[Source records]
::::::::

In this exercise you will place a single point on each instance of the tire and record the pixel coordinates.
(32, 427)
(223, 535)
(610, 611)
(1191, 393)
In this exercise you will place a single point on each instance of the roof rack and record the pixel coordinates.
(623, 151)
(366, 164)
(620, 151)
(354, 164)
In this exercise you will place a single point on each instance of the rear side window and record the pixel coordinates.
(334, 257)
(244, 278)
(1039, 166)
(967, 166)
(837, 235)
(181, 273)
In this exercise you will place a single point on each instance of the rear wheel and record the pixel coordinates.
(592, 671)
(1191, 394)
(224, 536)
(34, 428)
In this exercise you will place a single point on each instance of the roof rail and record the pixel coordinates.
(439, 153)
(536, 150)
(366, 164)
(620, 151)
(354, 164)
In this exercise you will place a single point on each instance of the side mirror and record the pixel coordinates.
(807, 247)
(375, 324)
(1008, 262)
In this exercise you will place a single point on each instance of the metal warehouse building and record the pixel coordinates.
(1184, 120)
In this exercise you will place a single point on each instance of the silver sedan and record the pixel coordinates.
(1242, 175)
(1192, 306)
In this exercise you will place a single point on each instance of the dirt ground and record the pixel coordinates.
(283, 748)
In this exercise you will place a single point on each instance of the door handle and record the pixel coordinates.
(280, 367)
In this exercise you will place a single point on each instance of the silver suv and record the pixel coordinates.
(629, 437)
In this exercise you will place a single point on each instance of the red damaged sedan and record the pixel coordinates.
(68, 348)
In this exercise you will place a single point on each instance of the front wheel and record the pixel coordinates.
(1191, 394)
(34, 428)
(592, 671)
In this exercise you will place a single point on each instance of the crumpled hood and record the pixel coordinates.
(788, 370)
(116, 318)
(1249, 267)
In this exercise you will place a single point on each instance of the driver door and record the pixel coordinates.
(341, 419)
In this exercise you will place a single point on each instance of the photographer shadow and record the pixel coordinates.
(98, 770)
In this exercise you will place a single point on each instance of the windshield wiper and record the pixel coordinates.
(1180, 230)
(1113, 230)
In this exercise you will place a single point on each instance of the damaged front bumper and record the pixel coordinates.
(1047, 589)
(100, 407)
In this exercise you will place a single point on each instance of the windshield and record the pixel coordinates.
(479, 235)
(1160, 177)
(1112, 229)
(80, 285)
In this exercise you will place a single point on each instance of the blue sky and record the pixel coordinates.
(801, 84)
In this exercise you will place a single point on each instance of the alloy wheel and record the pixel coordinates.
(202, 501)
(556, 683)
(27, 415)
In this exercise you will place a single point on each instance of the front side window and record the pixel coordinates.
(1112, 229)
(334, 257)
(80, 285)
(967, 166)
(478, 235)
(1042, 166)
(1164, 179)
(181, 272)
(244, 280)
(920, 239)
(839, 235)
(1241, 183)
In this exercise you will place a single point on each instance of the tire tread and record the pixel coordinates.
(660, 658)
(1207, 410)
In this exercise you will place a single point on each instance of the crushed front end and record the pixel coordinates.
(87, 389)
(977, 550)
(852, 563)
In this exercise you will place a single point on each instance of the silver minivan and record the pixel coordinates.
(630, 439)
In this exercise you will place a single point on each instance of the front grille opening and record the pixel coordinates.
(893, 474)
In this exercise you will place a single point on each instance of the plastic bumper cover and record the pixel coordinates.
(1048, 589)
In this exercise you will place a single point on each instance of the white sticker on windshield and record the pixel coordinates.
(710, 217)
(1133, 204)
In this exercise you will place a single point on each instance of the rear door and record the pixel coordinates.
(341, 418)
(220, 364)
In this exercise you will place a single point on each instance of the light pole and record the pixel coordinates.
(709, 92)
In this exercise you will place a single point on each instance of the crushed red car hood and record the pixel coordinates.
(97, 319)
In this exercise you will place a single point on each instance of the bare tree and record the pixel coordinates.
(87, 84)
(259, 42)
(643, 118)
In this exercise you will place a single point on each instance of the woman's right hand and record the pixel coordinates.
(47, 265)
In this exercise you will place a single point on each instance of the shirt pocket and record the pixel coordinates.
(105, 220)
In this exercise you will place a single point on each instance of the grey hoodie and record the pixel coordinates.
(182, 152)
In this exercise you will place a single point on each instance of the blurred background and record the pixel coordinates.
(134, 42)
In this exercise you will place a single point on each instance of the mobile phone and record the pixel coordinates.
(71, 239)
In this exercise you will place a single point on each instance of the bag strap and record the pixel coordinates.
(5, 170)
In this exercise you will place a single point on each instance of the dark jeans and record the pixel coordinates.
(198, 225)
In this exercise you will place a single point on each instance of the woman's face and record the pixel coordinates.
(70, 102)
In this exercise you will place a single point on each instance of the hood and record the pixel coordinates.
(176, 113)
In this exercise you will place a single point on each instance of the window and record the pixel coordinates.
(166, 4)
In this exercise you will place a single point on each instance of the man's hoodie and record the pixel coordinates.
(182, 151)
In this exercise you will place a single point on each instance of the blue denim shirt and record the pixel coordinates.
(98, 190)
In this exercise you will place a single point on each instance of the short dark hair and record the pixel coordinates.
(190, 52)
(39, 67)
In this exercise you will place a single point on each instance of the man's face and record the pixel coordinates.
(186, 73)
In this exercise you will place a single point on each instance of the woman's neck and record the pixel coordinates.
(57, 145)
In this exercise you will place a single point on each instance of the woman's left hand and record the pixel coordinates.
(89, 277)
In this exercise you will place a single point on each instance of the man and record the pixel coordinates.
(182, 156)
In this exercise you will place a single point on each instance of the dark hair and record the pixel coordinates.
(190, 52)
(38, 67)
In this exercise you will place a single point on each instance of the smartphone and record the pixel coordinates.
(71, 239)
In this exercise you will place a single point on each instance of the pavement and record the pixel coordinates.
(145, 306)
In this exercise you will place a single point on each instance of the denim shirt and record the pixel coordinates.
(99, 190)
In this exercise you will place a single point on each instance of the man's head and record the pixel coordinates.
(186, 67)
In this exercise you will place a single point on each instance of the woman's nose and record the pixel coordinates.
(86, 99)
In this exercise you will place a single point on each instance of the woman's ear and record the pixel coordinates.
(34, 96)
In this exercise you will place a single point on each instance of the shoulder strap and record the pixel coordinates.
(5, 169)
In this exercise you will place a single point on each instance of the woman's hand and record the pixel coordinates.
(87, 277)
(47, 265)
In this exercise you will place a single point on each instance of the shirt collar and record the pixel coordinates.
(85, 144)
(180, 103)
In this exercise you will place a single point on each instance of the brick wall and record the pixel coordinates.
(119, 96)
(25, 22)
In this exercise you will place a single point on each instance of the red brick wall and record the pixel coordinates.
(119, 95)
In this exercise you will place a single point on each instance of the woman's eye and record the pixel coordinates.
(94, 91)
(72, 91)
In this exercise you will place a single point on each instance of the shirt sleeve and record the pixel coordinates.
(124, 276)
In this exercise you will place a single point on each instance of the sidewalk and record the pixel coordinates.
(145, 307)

::::::::

> _What is being asked_
Please restate the data word for word, every record included.

> _Written response_
In this exercise you will place a single point on each instance of the tire and record the pixel coordinates.
(32, 427)
(223, 535)
(610, 611)
(1191, 393)
In this exercise you will place a single point on each instance of the roof rack and record the pixel coordinates.
(623, 151)
(366, 164)
(620, 151)
(354, 164)
In this exercise you will place a single point on each instance of the rear side window and record the pixel coordinates.
(334, 257)
(244, 278)
(1039, 166)
(967, 166)
(837, 235)
(181, 273)
In this exercise you will place a single point on each instance of the rear wheel and record the pixel coordinates.
(592, 671)
(1191, 394)
(224, 536)
(34, 428)
In this exercise you will place a single point on each instance of the roof rail and record the pixel coordinates.
(439, 153)
(536, 150)
(366, 164)
(620, 151)
(354, 164)
In this exercise you will place a single point on each instance of the side mirror and record the pixel coordinates.
(807, 247)
(375, 324)
(1008, 262)
In this exercise you will place a single point on each instance of the metal warehouse building and record the pixel coordinates.
(1184, 120)
In this exercise you will place a single point on each instance of the silver sedan and record the pixel coordinates.
(1242, 175)
(1192, 306)
In this exercise you will place a single point on each instance of the dirt ground and record the pixel coordinates.
(283, 748)
In this exercise you will place a single point on each instance of the door handle and record the pixel coordinates.
(280, 367)
In this exercise you will place a single point on each instance of the silver suv and record the pixel coordinates.
(629, 437)
In this exercise you will place a single point on each instance of the red damaged sedan and record the pixel coordinates.
(68, 348)
In this exercise you will place a single point on each instance of the front wheel and record the pixel coordinates.
(1191, 394)
(34, 428)
(592, 671)
In this exercise you will place a single point on each instance of the crumpled hood and record the pixel coordinates.
(788, 370)
(116, 318)
(1249, 267)
In this exercise you will place a single point on each instance of the driver door and record the pixel coordinates.
(341, 419)
In this exercise you will place a single point on each instance of the photographer shadow and record the pixel coordinates.
(98, 770)
In this exercise you will place a single point on each instance of the windshield wiper and record the pixel coordinates.
(1180, 230)
(1113, 230)
In this exercise you will place a single point on each instance of the damaged front bumper and record the pixel coordinates.
(1047, 589)
(100, 407)
In this exercise you will place a single point on each instance of the windshield and record the pixel coordinates.
(479, 235)
(1160, 177)
(1112, 229)
(80, 285)
In this exercise you will place a single point on each instance of the blue sky and record the pixel coordinates.
(801, 84)
In this exercise you will place a single point on each instance of the alloy wheel and record the pixel coordinates.
(202, 501)
(556, 683)
(27, 415)
In this exercise you will place a single point on each instance of the front side window and record the pixel coordinates.
(1112, 229)
(334, 257)
(80, 285)
(967, 166)
(478, 235)
(1042, 166)
(1164, 179)
(181, 272)
(244, 280)
(920, 239)
(839, 235)
(1241, 183)
In this exercise you will place a single point on each instance of the tire tread and record the pixel coordinates.
(660, 658)
(1207, 410)
In this exercise you will place a single point on each instance of the crushed front end and record the pixel coordinates.
(87, 389)
(977, 550)
(852, 563)
In this exercise you will place a single point on each instance of the silver minivan and record the pixel coordinates.
(630, 439)
In this exercise you will place a single point on each instance of the front grille opening and record the pixel coordinates.
(893, 474)
In this exercise you will place a single point on each instance of the plastic bumper cover and record the pixel coordinates.
(1048, 589)
In this exercise you will place a single point on each instance of the white sticker on windshield and record the pixel coordinates.
(710, 217)
(1133, 204)
In this exercise you will place a single point on each instance of the rear door and record the pixel coordinates.
(341, 418)
(220, 364)
In this exercise you will place a single point on each instance of the light pole and record the pixel coordinates.
(709, 92)
In this exercise you will place a single point on each instance of the crushed red car hood and record the pixel coordinates.
(97, 319)
In this exercise you will place a single point on each instance of the bare tree and record the pixel coordinates.
(87, 84)
(259, 42)
(643, 118)
In this exercise you will place a single point on each instance of the woman's right hand and record the pixel coordinates.
(47, 265)
In this exercise you will place a single point on each instance of the shirt pocket and record the pixel coordinates.
(105, 220)
In this exercise you will place a single point on each instance of the grey hoodie and record the pixel coordinates.
(182, 152)
In this exercise you will place a single point on each instance of the blurred background and record the pixel coordinates.
(134, 42)
In this exercise you will place a single point on each instance of the mobile phone and record the pixel coordinates.
(71, 239)
In this exercise you will place a single point on each instance of the bag strap and record the pixel coordinates.
(5, 170)
In this exercise you will place a single point on each instance of the dark jeans and record the pixel coordinates.
(198, 225)
In this exercise you will place a single point on each instance of the woman's face and record the pixel coordinates.
(70, 102)
In this exercise you will place a single point on each instance of the hood and record the pixel coordinates.
(176, 113)
In this exercise you will place a single point on each instance of the window and record the pixel coordinates.
(166, 4)
In this exercise you will place a single point on each instance of the man's hoodie and record the pixel coordinates.
(182, 151)
In this exercise you will place a single point on each instance of the blue denim shirt and record the pixel coordinates.
(98, 190)
In this exercise you will place a single point on each instance of the short dark hair and record the pixel coordinates.
(190, 52)
(39, 67)
In this exercise you will place a single point on each instance of the man's face and record the pixel coordinates.
(186, 73)
In this exercise you will place a single point on each instance of the woman's neck and record the pixel coordinates.
(57, 145)
In this exercise you will place a single point on each instance of the woman's left hand and record the pixel coordinates.
(89, 277)
In this exercise you will place a single point on each instance of the man and record the pixel coordinates.
(182, 156)
In this exercise you will place a single point on each instance of the dark hair and record the pixel coordinates.
(190, 52)
(38, 67)
In this exercise you will place a single point on each instance of the smartphone and record the pixel coordinates.
(71, 239)
In this exercise you will place a single point on each instance of the pavement and record the pixel coordinates.
(145, 306)
In this exercise you will place a single point on each instance of the denim shirt and record the pixel coordinates.
(99, 190)
In this exercise you will place a single point on each instance of the man's head and record the pixel coordinates.
(186, 67)
In this exercise you will place a single point on each instance of the woman's nose and record the pixel coordinates.
(86, 99)
In this exercise you will place a single point on each instance of the woman's ear and record the pixel coordinates.
(34, 96)
In this exercise you will place a single point on each instance of the shoulder strap and record the pixel coordinates.
(5, 169)
In this exercise you will place a single point on each instance of the woman's hand and record the pixel coordinates.
(87, 277)
(47, 265)
In this exercise you will place a single point on each instance of the shirt collar and record the pixel coordinates.
(85, 144)
(180, 103)
In this exercise you will place a single point on each instance of the brick wall and record the pixel coordinates.
(119, 96)
(25, 22)
In this exercise you will place a single point on each instance of the red brick wall and record the pixel coordinates.
(119, 95)
In this exercise you will place a single point on each instance of the woman's eye and record the pixel coordinates.
(94, 91)
(72, 91)
In this exercise you will place a single point on each instance of the shirt sleeve and record the pixel coordinates.
(124, 276)
In this exercise you will place a single point on each instance of the sidewalk and record the pixel coordinates.
(145, 307)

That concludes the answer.